------ Data for analysis
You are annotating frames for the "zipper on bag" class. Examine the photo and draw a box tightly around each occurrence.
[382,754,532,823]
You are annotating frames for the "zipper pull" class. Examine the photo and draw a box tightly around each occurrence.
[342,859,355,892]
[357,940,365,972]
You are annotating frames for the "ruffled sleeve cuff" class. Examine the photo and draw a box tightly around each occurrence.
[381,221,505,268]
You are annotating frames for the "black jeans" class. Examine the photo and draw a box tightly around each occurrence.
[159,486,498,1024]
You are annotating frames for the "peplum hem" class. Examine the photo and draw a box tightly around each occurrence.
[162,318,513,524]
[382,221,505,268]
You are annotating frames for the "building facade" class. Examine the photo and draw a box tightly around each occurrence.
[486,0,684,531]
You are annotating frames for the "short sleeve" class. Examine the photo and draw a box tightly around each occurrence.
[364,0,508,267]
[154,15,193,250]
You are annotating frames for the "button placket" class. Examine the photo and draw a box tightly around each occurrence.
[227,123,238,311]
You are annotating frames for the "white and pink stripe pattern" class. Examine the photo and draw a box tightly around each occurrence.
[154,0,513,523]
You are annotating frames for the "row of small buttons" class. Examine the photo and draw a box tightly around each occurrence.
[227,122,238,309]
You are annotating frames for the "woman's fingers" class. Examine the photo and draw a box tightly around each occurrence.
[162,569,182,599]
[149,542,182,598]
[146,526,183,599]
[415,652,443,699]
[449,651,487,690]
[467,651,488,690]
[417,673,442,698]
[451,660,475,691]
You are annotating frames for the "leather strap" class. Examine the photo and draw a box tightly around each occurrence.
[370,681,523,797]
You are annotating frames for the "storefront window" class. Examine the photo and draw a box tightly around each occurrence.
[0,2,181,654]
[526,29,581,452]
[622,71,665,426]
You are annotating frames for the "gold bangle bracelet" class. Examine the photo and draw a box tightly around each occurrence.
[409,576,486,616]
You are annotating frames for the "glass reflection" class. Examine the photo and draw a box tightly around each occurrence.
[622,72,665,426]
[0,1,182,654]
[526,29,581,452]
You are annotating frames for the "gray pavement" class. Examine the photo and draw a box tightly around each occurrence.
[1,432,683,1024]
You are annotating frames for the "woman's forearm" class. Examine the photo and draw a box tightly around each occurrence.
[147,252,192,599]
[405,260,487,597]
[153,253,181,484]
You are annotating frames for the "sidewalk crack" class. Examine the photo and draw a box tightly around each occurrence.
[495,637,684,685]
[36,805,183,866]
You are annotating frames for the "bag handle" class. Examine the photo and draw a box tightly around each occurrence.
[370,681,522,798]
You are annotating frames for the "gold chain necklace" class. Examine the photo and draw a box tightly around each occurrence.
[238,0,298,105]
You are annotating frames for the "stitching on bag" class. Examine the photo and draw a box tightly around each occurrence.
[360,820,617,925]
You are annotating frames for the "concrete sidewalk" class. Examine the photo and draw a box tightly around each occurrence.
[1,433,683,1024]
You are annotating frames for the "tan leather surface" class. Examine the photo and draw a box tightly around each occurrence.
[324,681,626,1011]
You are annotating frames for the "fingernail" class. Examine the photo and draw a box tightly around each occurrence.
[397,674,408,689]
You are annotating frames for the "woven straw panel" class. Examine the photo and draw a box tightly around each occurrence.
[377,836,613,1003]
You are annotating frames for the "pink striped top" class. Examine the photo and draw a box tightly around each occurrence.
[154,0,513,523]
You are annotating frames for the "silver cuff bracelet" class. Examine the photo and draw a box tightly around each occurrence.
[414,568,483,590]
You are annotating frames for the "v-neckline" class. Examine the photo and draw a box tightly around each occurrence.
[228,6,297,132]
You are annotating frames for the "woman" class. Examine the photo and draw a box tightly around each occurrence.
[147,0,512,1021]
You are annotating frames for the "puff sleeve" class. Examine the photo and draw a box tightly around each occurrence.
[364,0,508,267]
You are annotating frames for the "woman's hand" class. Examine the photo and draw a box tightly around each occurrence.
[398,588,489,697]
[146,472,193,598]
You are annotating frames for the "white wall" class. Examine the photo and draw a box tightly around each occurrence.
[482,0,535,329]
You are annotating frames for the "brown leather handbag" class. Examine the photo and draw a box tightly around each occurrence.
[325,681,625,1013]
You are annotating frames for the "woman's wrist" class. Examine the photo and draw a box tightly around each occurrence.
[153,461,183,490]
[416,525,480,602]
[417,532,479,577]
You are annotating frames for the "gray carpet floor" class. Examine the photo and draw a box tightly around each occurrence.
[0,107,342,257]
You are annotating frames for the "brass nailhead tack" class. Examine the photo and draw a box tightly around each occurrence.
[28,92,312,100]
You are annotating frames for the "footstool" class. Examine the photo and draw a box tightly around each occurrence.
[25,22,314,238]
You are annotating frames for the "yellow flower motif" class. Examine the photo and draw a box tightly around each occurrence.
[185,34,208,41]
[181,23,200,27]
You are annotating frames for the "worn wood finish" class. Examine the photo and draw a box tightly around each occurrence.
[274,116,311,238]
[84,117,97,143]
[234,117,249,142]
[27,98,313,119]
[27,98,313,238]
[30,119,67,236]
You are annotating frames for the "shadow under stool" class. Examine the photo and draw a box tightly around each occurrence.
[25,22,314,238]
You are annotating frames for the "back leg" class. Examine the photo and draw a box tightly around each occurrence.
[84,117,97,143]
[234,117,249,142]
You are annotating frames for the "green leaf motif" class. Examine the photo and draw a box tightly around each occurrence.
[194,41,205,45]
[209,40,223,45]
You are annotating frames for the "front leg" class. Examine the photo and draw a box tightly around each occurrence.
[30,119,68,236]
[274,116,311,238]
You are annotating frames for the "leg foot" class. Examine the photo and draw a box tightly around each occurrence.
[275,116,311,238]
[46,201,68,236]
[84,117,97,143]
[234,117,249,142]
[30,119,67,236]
------------
**Work required:** Please repeat each entry exactly as written.

**Completed exercise:**
You are annotating frames for the "zipper on bag" class. Examine the photo and draw a box tightly around each occurrence.
[382,754,532,823]
You are annotating frames for the "zipper pull" class. Examine the photo and draw a box tightly around each occurrence.
[342,859,355,892]
[357,940,365,972]
You are annotating frames for the "ruffled sleeve cuff" class. Examine the photo and draw a box tightly around each occurrence.
[381,221,505,268]
You are annotating frames for the "black jeans" class. Examine the photo and draw a box tightly around each occurrence.
[159,486,498,1024]
You are annotating frames for the "peplum hem" class. Examine the photo and draw a box tightly around each occurrence.
[162,318,513,524]
[382,221,505,268]
You are annotating frames for the "building facade" class. Examine the photo and draw a box tightly around each occurrence.
[486,0,684,531]
You are annotating frames for the "short sleeve" class. Examine the photo and draw a box tightly around each occurrence.
[364,0,508,267]
[154,15,193,250]
You are annotating frames for the "button placket" class. Examine the photo and draw a box tightly around each occurrence.
[227,123,238,311]
You are annotating frames for the "white and pink stripe pattern" class. Examine the photo and draw a box tightly around each occurrence.
[154,0,513,523]
You are annotating frames for the "row of small buttons" class. Examine the photo and draw a box tightly around each occurrence.
[227,122,238,309]
You are annotating frames for the "woman's fingers" class. Examine the photo and draw a box tightly around each occurrence.
[162,569,182,599]
[149,542,182,598]
[146,526,183,599]
[415,652,443,699]
[449,651,487,690]
[467,651,488,690]
[417,673,442,698]
[451,660,475,691]
You are annotating frames for the "leather strap" class. Examine the photo and draw a box tightly around each occurrence.
[370,681,523,797]
You are annotating frames for the "storefront window" class. Examine the photo and draw a box tightly around each occurrence.
[0,2,181,654]
[526,29,581,452]
[622,71,665,426]
You are annotating frames for the "gold bangle bracelet" class. Examine the photo and draw a box tightly around each occurrence.
[409,576,486,616]
You are annotating frames for the "glass reflection" class. Examine the photo and draw a box tightly around each occurrence.
[622,72,665,426]
[0,1,182,654]
[526,29,581,452]
You are annotating frames for the "gray pavement" class. Examine the photo and draw a box tightly around each occurrence.
[1,432,683,1024]
You are annotating frames for the "woman's forearm" class. Examine the photo and draw a box tightly around each occurrence.
[147,252,192,599]
[405,260,487,597]
[153,253,181,484]
You are annotating frames for the "sidewalk crack" class. Examine the photo and draw a box tightly around each occurrence.
[495,637,684,685]
[36,805,183,866]
You are annotating frames for the "bag handle" class. Examine the photo and draw a box tightly around each occurrence.
[370,681,522,798]
You are annotating frames for the "gold chain necklace" class. Examine the photo and draw a box tightly around each occurrence.
[238,0,298,105]
You are annotating frames for the "stitching on bag" class. Examine the photo and draw a box tightly around each occurrence.
[360,820,617,925]
You are annotating frames for the "concrete sidewalk" class. Examine the photo and draw a box tightly around each occurrence.
[1,433,683,1024]
You are annotating frames for the "tan leather surface" class. Examine the photo and draw a box tightly around each occurrence.
[324,681,626,1011]
You are annotating frames for the "fingernail" class. Examine the photo and draw a box tightly around each occurrence.
[397,674,408,689]
You are annotating frames for the "woven straw panel" class. Examine the photo and draw a box tightly around each occurrence.
[377,836,613,1003]
You are annotating frames for the "pink striped top" class. Examine the photo and draw a box tightly around each occurrence.
[154,0,513,523]
You are annotating frames for the "silver cuff bracelet" class. Examine the photo and draw a box tightly around each occurrence.
[414,568,483,590]
You are annotating frames for the "v-neckline" class. Examine the photo and draw a box tightly around each occurrence.
[228,6,297,132]
You are annotating frames for the "woman" class. Examine the photo and draw a box tightly around each occurrence.
[147,0,512,1021]
You are annotating frames for the "puff sleeve" class. Examine the photo and draw a box tightly around each occurrence.
[364,0,508,267]
You are annotating frames for the "woman's hand" class. Examine the photo and draw a box tightly around each occurrence.
[398,588,489,697]
[146,472,193,598]
You are annotating frames for the "white wall" class. Examine the photo and draw a box tightly around each occurrence.
[482,0,535,329]
You are annotating frames for the "brown leather handbag" class. Examine the photo and draw a box tightly around each occurrence.
[325,681,625,1013]
You are annotating frames for the "woman's wrist" class. Examine the photo and draw a box tightly around each occurrence.
[153,461,183,490]
[416,525,480,602]
[417,532,479,577]
You are annotating frames for the "gray carpet floor" class. Examine the photo and draw a box tightly around each occurrence.
[0,107,342,257]
You are annotating frames for the "brass nailhead tack" class. Examine the photo and draw a box tightly around each occurrence.
[28,92,312,100]
You are annotating frames for the "footstool" class. Examine the photo and draw a box tightly around each occurrence.
[25,22,314,238]
You are annotating frames for the "yellow flower motif" class. Examine the photo and draw a box tightly around each occurrence.
[185,34,208,41]
[181,23,200,27]
You are annotating frames for the "worn wood finish" class. Examine the photo and draw a box tightly around each occurrence.
[274,116,311,238]
[84,117,97,143]
[234,117,249,142]
[27,98,313,119]
[27,98,313,238]
[30,119,67,236]
You are annotating frames for the "shadow under stool" class. Examine the photo and draw a box tightly around each occurrence.
[25,22,314,238]
You are annotating frames for the "back leg" class. Examine the photo and draw a box tightly around each occurrence.
[84,117,97,143]
[234,117,249,142]
You are annotating frames for the "green leaf motif" class. Examine the photo and draw a box tightly around each occurrence.
[194,41,205,45]
[209,40,223,45]
You are annotating frames for the "front leg" class. Examine the photo and draw a box tightly around each occurrence.
[30,119,68,236]
[274,116,311,238]
You are annotating frames for the "leg foot" class. Examine the photo and draw a box tightly around each occurrence.
[275,116,311,238]
[46,201,68,236]
[84,117,97,143]
[234,117,249,142]
[30,119,67,236]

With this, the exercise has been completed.